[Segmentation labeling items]

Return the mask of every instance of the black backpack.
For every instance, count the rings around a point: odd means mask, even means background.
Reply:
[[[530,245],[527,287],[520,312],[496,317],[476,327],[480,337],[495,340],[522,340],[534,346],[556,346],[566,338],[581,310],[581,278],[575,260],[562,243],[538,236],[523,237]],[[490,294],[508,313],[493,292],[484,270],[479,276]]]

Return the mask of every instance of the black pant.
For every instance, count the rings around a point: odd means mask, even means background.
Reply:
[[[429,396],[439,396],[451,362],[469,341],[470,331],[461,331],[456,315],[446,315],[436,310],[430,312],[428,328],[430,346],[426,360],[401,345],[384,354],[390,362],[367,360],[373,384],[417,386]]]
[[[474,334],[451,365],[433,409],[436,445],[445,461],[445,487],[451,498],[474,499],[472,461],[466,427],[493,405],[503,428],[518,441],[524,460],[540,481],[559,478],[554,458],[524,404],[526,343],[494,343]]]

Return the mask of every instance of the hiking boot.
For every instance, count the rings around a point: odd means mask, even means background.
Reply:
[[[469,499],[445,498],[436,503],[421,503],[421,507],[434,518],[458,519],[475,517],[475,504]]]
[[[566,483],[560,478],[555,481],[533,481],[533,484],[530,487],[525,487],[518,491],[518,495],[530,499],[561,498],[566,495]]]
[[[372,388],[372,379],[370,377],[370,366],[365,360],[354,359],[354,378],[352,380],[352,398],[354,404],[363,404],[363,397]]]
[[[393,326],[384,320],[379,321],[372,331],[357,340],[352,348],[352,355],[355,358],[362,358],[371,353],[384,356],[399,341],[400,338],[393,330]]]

▸ **Exercise requirements**:
Write out again the stretch of the items from the line containing "Return the mask of every instance of the hiking" through the end of the items, requests included, and shift every coordinate in the answers by adding 46 to each number.

▸ **Final result**:
Return the mask of every instance of the hiking boot.
For every instance, count the rings around a point: odd means mask, even means background.
Reply:
[[[515,545],[491,544],[482,549],[467,549],[467,553],[480,564],[504,565],[521,563],[521,550]]]
[[[612,529],[606,524],[601,527],[579,527],[579,530],[576,533],[571,533],[564,537],[564,541],[576,545],[607,544],[612,541]]]
[[[418,434],[418,425],[416,423],[416,412],[411,406],[400,405],[400,424],[398,426],[398,444],[400,450],[409,450],[409,443]]]
[[[439,372],[430,366],[425,367],[418,377],[403,386],[398,394],[398,401],[401,404],[408,404],[417,399],[430,402],[445,387],[446,384],[439,376]]]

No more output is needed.